**SHORT EXERCISE**
Locate every line in the rows below that contains the string "point", matching case, and copy each of those lines in full.

==== RECORDS SUPPLIED

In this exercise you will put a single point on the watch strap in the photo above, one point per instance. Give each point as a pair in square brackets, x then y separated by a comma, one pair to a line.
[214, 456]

========
==== RECORDS SUPPLIED

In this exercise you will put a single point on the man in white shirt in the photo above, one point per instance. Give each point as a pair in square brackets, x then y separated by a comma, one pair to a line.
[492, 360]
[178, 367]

========

**THE RESPONSE**
In this exercise you will put a single point on the watch strap in the photo above, one point per instance. Give each point as a pair in square brackets, x then y separated by a comma, one pair to a line.
In this exercise you will put a single point on the man in white shirt in the photo above, one point per instance. Give each point as a pair in square brackets, x then y separated by a comma, one pair to a line.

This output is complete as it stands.